◆ **Обязательные задания**:
(1) Воспроизведите без изменений фрагмент заметки о Скрябине от слов «Не странно ли» до слов «дня его рождения.» включительно.
(2) Переведите на английский язык предложение из заметки о Скрябине: «Но меня сейчас интересует композитор Скрябин».

◆ **Фрагмент источника**:
2017 год — вот он, уже. Год круглого столетия российских мистерий: рассыпавшейся монархии, либерально-буржуазной (февральской) и пролетарской (октябрьской) революций.
Но меня сейчас интересует композитор Скрябин.
Не странно ли начинать заметку о композиторе — таким напоминанием о революциях столетней давности? Тем более, что повод был совсем другой, невинный: в начале января, шестого, полукруглая дата — 145 лет со дня его рождения.
Ведь можно же сразу, голосом поэта Пастернака, звонко, с места в карьер:
«Раздается звонок,
Голоса приближаются:
Скрябин.
О, куда мне бежать
От шагов моего божества!»
Но нет же. Столетие двух революций все перебило. А впрочем, поверьте: как раз Борис Леонидович, ломавший рифмами эпоху, этот казус понял бы правильно.
Это ведь у Скрябина, кумира юного Пастернака, еще в 1906 году были такие настроения:
«Политическая революция в России… и переворот, которого я хочу,- вещи разные, хотя, конечно, эта революция, как и всякое брожение, приближает наступление желанного момента».

◆ **Исходные данные**:
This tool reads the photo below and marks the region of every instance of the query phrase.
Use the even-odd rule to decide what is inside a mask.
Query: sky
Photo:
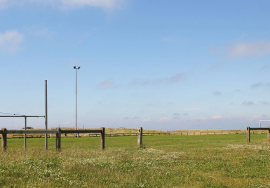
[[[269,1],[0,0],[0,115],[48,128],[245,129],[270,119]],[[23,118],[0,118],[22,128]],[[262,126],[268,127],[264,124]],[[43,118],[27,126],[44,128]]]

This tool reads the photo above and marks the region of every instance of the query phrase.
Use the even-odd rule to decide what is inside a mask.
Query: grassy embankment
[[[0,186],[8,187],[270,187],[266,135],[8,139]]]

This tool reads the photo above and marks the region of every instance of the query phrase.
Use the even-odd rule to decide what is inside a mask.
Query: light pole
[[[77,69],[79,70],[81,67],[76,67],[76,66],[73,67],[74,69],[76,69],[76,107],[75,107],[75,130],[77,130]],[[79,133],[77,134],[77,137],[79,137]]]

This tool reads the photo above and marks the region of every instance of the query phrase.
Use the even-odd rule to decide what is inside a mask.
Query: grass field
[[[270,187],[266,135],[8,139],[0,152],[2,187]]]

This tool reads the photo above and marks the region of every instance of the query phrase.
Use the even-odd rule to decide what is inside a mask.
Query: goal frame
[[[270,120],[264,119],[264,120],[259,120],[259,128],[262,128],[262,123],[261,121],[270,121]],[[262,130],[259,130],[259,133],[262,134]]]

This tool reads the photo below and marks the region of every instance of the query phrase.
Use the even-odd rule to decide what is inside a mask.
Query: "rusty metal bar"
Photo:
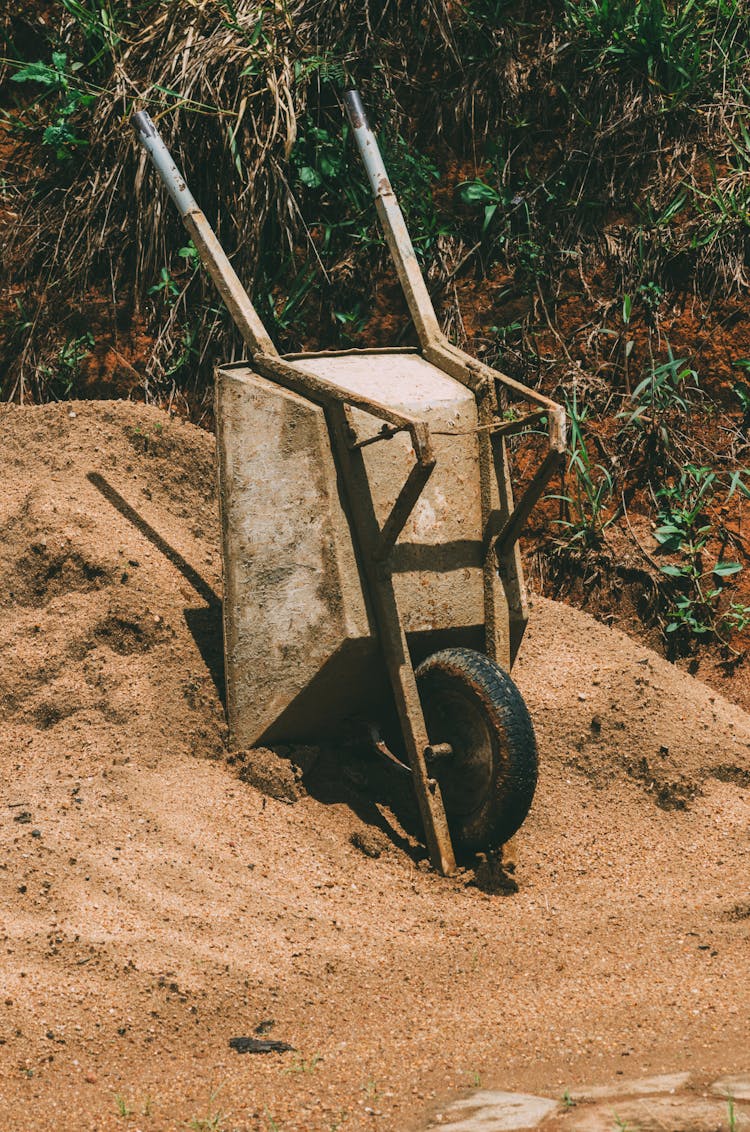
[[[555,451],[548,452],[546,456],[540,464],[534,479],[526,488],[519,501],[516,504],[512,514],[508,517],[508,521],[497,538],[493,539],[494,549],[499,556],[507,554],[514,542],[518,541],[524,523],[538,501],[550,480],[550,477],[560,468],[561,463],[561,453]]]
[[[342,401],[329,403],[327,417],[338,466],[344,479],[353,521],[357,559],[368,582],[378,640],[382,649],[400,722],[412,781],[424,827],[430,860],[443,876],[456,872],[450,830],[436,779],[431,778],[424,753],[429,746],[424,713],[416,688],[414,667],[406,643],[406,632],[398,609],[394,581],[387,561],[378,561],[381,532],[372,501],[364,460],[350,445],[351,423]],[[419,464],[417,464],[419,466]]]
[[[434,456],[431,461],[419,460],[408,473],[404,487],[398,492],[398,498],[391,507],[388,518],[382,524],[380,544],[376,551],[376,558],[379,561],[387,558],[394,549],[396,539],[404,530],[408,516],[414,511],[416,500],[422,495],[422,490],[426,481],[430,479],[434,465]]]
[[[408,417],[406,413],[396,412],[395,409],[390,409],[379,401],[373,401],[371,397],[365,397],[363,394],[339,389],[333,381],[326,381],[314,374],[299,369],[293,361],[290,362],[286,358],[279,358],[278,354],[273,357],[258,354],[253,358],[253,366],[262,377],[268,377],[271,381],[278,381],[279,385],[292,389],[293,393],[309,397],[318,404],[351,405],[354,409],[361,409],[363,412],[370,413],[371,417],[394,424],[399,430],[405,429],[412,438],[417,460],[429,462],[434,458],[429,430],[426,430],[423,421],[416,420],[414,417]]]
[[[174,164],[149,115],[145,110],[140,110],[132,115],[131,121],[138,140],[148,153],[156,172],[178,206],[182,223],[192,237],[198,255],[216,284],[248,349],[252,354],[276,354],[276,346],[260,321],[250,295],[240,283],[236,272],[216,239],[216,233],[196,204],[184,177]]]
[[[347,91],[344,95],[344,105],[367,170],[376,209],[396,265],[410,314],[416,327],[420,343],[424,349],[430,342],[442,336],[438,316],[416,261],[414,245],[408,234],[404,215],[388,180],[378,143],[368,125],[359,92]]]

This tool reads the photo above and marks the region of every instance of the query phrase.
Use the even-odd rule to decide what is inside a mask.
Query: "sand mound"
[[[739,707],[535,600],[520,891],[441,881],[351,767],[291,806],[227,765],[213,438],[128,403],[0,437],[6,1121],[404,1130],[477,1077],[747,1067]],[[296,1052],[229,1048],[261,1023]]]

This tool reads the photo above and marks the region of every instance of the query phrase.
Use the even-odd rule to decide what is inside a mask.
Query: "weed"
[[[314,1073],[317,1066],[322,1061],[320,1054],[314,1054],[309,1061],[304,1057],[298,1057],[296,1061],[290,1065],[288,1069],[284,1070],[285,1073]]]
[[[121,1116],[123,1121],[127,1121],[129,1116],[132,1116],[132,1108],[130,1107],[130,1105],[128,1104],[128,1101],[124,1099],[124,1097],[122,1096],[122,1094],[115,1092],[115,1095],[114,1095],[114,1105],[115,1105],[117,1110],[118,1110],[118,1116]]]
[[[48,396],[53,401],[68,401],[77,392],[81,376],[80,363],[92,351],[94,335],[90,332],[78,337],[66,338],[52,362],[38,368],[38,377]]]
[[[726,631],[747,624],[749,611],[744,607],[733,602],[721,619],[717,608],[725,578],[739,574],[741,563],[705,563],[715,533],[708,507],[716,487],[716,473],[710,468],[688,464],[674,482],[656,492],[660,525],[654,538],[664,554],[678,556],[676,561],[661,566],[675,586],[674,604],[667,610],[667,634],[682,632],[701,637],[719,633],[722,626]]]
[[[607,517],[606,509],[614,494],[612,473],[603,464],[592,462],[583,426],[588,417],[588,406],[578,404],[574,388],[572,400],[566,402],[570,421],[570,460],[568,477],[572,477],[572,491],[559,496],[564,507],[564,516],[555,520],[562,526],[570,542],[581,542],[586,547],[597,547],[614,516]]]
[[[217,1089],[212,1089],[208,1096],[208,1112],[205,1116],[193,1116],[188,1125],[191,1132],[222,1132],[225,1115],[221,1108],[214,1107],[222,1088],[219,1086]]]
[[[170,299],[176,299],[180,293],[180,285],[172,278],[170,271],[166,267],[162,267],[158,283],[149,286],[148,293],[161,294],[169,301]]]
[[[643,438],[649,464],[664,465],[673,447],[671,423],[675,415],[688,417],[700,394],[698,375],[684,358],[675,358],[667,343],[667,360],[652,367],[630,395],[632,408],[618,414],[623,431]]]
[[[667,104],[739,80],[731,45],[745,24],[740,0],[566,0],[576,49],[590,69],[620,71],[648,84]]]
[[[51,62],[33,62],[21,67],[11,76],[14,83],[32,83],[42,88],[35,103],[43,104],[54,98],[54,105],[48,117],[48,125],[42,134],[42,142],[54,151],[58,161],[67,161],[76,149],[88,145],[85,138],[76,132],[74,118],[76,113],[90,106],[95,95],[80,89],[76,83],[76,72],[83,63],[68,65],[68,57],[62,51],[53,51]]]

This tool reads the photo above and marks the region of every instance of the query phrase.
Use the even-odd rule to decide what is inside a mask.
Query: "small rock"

◆ **Решения заданий**:
(1)
Не странно ли начинать заметку о композиторе — таким напоминанием о революциях столетней давности? Тем более, что повод был совсем другой, невинный: в начале января, шестого, полукруглая дата — 145 лет со дня его рождения.

(2) But right now I am interested in the composer Scriabin.